## What to do
Quote, word for word, the lines below from the one containing "Check that each instance of the man's face" through the last line of the block of data.

A block of data
%%

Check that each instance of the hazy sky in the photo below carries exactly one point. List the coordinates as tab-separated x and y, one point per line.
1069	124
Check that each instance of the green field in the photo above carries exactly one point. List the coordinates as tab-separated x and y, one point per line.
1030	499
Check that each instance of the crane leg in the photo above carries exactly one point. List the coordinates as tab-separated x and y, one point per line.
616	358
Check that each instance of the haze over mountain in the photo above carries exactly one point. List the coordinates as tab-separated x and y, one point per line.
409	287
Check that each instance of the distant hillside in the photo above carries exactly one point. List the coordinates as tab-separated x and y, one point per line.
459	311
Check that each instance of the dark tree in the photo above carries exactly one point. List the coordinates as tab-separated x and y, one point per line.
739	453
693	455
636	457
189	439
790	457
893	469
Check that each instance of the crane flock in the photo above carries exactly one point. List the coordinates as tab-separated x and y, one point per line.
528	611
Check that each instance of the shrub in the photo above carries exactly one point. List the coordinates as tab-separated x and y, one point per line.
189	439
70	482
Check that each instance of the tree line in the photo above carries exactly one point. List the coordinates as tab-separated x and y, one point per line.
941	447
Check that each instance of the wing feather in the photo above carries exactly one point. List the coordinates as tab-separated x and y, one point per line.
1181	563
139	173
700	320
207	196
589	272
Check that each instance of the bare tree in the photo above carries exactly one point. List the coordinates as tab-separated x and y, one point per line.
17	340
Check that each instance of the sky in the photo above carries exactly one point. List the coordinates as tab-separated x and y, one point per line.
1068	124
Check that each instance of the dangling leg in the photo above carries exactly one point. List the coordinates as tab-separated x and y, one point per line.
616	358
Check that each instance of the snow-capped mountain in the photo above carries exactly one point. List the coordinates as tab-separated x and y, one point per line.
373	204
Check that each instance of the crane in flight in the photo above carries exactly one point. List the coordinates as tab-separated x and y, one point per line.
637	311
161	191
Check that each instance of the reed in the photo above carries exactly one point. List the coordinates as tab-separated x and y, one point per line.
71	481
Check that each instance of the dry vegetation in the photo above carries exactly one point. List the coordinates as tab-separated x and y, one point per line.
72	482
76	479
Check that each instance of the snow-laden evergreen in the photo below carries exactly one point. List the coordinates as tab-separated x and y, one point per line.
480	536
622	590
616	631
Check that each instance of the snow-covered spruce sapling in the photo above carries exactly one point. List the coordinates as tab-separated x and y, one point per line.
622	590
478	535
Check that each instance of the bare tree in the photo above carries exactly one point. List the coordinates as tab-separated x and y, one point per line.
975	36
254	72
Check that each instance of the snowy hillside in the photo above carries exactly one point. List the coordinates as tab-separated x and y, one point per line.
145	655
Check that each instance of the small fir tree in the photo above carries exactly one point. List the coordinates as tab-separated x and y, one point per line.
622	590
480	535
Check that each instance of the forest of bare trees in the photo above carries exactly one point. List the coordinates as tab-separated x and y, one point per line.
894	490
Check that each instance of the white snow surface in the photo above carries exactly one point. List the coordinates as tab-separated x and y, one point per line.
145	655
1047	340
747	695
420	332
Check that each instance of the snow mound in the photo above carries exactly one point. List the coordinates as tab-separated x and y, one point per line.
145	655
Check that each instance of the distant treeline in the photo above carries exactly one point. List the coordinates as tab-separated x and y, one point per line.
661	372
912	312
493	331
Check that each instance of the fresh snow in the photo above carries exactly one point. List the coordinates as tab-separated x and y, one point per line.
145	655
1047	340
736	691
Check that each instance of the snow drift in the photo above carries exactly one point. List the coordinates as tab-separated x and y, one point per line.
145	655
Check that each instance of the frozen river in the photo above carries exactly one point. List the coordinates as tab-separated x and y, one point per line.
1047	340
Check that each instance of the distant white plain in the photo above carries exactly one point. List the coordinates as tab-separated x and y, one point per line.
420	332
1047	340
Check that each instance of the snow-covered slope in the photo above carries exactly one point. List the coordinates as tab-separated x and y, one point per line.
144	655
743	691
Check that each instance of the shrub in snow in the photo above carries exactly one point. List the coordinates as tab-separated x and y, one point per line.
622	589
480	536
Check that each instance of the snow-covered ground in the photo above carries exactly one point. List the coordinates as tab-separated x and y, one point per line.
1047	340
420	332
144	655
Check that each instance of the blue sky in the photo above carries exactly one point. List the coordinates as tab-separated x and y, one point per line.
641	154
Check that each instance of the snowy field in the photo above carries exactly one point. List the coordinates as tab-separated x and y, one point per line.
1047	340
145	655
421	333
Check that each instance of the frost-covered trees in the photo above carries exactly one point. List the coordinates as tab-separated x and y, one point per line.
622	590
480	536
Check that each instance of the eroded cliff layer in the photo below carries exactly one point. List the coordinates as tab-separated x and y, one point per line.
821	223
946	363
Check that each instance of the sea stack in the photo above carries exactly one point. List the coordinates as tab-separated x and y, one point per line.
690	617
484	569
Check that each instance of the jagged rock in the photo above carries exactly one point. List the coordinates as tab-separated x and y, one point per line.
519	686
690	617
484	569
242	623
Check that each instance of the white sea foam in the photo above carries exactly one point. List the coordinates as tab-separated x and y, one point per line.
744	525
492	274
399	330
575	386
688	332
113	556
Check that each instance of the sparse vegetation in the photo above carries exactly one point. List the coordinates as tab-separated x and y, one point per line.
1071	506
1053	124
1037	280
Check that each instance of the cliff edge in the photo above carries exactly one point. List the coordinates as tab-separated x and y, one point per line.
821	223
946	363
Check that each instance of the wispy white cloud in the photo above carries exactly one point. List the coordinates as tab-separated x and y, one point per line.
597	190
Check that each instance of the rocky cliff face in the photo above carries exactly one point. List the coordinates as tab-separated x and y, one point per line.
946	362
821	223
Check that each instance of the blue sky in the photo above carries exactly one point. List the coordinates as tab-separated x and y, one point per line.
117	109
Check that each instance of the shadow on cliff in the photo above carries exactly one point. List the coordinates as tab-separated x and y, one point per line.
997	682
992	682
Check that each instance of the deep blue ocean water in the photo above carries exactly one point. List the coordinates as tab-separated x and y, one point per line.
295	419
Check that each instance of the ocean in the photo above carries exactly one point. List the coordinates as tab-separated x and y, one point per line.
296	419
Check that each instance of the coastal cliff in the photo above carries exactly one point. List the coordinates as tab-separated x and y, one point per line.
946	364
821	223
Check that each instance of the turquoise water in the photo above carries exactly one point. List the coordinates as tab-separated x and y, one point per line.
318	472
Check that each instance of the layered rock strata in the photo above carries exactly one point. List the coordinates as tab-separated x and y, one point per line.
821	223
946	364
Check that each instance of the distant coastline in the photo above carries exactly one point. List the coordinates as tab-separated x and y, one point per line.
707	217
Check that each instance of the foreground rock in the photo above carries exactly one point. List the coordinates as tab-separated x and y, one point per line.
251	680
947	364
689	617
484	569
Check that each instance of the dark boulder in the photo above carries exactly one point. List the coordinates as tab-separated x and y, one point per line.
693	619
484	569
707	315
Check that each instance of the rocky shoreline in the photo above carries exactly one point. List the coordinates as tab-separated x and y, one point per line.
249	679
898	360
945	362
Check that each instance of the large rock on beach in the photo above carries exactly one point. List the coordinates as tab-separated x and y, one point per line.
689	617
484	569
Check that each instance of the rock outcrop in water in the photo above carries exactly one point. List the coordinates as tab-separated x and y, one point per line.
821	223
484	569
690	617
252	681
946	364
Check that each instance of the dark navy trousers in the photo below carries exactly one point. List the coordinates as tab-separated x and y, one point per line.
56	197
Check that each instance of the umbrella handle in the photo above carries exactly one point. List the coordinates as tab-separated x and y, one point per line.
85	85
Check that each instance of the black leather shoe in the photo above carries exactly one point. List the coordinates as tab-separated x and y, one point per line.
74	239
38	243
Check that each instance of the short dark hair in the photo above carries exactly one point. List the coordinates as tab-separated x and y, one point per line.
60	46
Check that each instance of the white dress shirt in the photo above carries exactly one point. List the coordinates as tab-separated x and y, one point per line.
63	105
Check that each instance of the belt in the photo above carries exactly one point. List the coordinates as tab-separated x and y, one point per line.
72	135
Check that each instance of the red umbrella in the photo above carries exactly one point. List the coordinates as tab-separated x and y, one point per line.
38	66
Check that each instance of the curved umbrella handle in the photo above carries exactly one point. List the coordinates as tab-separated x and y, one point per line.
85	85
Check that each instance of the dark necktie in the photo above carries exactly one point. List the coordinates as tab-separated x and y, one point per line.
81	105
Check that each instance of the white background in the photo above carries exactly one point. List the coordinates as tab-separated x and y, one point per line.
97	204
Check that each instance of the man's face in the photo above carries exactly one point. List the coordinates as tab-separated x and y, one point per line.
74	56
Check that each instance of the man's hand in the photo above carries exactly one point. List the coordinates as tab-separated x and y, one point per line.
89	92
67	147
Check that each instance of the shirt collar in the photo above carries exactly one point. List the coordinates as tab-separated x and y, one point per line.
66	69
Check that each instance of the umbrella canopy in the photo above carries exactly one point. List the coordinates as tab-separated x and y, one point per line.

%%

## Exercise response
Check that each instance of the man's face in the photo above carries exactly one point. List the coordinates as tab-separated x and y, one point per line.
74	56
Check that each instance of the man's hand in the photo above carries exactly one point. List the coordinates as tab-separated x and y, one point per line.
89	92
67	147
Check that each instance of the shirt collar in the photo above carries exactly one point. List the coordinates as tab-separated x and y, one point per line.
66	69
Check that each instance of the umbrella canopy in the photo above carries exactly one point. List the coordinates as tab-separated x and y, one point per line.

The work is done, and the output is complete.